— DATASET EXTRACT —

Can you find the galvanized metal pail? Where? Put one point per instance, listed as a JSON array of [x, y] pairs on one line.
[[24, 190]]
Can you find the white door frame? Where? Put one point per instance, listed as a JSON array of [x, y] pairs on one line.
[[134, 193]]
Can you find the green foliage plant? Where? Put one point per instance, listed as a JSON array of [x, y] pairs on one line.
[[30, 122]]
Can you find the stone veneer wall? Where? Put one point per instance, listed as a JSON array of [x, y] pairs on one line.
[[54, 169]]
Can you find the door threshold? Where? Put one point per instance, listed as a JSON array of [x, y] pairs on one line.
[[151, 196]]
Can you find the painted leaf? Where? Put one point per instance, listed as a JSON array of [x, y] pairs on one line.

--

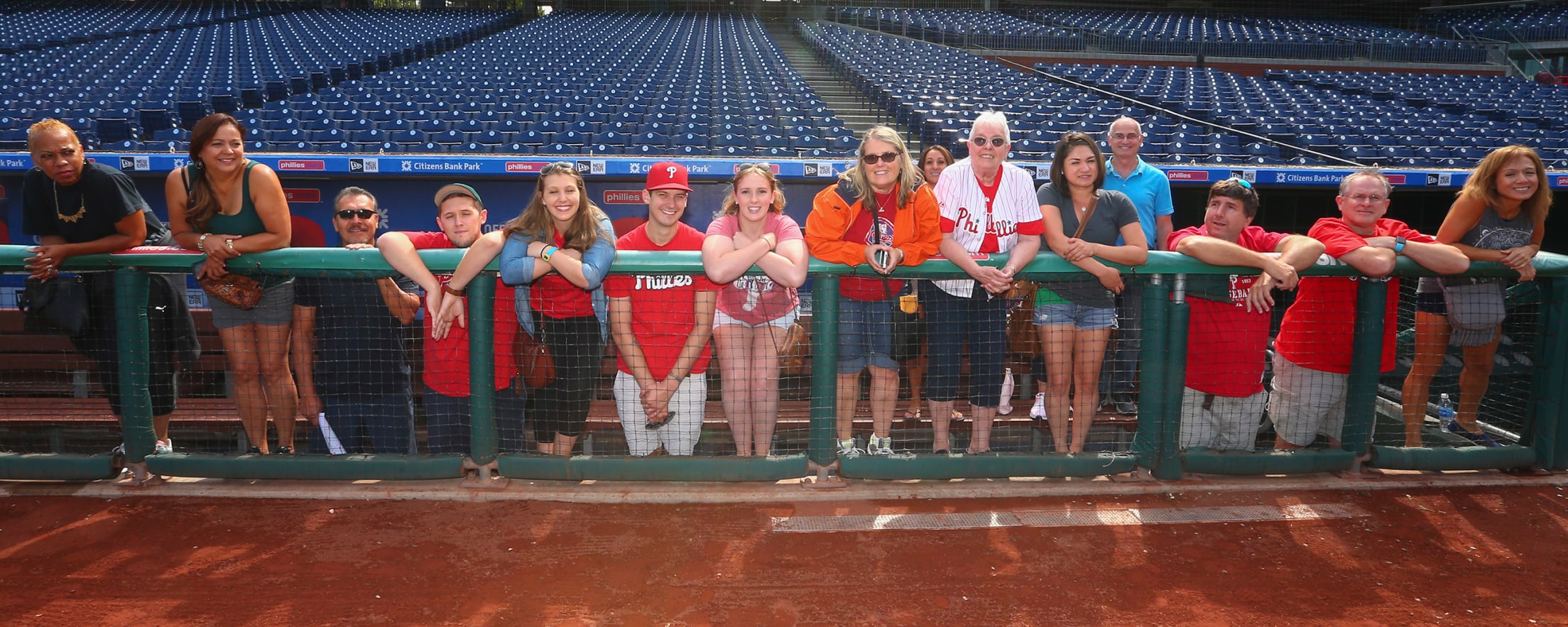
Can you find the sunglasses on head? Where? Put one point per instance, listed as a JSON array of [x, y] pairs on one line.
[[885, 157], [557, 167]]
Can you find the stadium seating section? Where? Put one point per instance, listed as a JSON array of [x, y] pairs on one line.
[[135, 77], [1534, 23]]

— SHORT PROBLEM —
Copy the records without any change, beginning at the line that contains "Can you find the door" and stopping after the line that contains "[[151, 196]]".

— COMPLETE RESPONSE —
Can you find the door threshold? Where? Put one point per instance, listed as a JSON array of [x, y] pairs on one line.
[[151, 196]]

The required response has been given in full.